== WHAT TO DO ==
[A] Answer these questions using the June 2010 beekeeping editorial:
(i) Which crop's flowers will soon have finished?
(ii) Who organized Bee World at the Herts county show?
(iii) Who printed and distributed the newsletter for many years?
[B] Name every person mentioned in the June 2010 beekeeping editorial.
[C] Go on with the June 2010 beekeeping editorial, starting right after its final sentence.

June 2010

Editorial by Paul Cooper

Flaming June and the honey flow is in full swing, the supers are filling up and swarms are happening.  Oilseed rape flowers will soon have finished so make sure you get those supers out and spun before the honey sets solid. Don't wait for them to be fully capped as it may be too late. Providing nectar isn't dripping out when shaken they should be ok.

This is a short newsletter this month. I guess many contributors are too busy in the apiary to put pen to paper or fingers to keyboard.

It seems that the various recent events went very well. Congratulations to St Albans for organising Bee World at the Herts county show. Did anyone attend the Rothamsted open weekend as I'd be interested to know how it went.

A change to the way that this newsletter is distributed was discussed at the recent Exec meeting. It was agreed to phase out central printing and distribution of the newsletter and this will be taken over by the divisions. This will give savings in both time and distribution costs. I would like to personally thank Peter Mathews for many years of printing and distribution of the newsletter for both me and my predecessor, Oonagh Gabriel.

== EXCERPTED DATA ==
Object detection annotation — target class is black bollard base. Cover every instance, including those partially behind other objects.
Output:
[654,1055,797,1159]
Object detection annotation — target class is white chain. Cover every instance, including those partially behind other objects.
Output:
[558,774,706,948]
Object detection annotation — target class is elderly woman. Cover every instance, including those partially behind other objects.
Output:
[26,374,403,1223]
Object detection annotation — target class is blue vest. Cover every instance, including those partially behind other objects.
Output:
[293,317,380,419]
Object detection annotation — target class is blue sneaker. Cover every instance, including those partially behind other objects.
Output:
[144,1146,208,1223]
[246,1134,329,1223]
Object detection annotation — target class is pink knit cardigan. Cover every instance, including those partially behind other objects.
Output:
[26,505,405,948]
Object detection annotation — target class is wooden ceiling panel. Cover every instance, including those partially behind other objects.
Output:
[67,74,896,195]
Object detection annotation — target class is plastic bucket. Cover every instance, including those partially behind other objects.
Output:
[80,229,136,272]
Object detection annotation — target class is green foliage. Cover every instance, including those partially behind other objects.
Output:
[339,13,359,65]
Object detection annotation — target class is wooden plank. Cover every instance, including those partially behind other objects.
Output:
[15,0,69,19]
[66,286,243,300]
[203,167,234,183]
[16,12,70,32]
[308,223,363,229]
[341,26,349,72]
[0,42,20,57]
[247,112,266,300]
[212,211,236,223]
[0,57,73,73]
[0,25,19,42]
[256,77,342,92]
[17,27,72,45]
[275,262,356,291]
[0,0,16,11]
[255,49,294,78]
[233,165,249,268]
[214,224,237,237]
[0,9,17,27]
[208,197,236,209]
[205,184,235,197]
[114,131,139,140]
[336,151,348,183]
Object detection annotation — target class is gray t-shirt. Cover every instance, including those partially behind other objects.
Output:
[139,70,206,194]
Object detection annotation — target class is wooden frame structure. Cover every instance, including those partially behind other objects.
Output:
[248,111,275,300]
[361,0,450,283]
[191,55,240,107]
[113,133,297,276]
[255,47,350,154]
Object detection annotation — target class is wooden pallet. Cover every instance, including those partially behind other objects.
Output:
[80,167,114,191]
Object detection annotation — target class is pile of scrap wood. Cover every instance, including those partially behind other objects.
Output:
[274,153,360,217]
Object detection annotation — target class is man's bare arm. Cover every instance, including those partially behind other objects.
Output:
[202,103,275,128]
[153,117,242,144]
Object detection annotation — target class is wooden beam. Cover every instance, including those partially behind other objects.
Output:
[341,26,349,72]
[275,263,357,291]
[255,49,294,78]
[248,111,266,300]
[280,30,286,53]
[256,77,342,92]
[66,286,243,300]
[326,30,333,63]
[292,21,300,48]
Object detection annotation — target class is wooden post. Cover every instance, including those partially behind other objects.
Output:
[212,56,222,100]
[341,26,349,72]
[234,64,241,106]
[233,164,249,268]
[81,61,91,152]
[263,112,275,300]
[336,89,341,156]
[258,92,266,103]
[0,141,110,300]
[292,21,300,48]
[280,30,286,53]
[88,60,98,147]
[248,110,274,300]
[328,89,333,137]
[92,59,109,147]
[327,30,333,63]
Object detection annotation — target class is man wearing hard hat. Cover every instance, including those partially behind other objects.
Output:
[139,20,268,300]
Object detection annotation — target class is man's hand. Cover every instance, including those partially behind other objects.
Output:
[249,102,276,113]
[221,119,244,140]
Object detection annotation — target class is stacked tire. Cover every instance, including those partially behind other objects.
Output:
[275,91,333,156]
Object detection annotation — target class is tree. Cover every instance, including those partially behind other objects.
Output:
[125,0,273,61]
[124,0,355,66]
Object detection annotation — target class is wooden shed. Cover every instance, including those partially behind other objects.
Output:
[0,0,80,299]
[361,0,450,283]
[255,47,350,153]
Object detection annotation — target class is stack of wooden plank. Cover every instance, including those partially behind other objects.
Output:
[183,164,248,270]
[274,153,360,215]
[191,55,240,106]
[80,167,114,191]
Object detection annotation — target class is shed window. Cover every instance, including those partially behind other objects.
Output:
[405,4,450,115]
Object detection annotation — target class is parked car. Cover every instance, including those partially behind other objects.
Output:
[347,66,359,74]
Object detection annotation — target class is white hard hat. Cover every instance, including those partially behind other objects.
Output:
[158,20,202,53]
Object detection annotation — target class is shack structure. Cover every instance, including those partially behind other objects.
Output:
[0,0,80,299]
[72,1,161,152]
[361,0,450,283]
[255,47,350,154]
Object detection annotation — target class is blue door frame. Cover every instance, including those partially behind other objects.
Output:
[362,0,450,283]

== RESPONSES FOR EACH TASK ==
[A]
(i) Oilseed rape
(ii) St Albans
(iii) Peter Mathews

[B] Paul Cooper, Peter Mathews, Oonagh Gabriel

[C]
North Herts news by Christine Phillips

With the swarming season suddenly upon us our new “beeline” seems to be working very well. Helen's good planning and organisation is allowing volunteers from each area to be contacted to collect swarms and those wanting a swarm to receive one, so a big thank you Helen!


After Graham and Derrick's indoor beginners meetings, outdoor teaching began at Graham's apiary in April but will from now on be at our Stevenage Garden Centre apiary where there is, so far, one association hive and several others belonging to individual members.

Please meet in the car park at 12.00 on Saturdays.

Apiary meetings

Graham hosted the first of the year (our chairman does keep busy!) and an interesting afternoon was enjoyed by 16 people, with tea and cakes magically appearing from Graham's bus.

Nortonbury clearup was not well attended but thanks go to Dave Mathews and John Nichol and Graham.

Next meeting will be at Andy Johnston's on June 5th followed by PatVeasey's on June19th


The several public events where N. Herts BKA will have a stall are on the calendar but a new one is Stevenage Fun Day on August 22nd in the Town Centre Gardens. Anyone who would like to participate in any of these events will be very welcome either selling honey or talking about bees. It's an experience worth having at least once! Just get in touch with those running the stall or me.

North Herts news by Christine Phillips (May 2010)

The following should have appeared last month but got lost in the email.

Apologies to North Herts.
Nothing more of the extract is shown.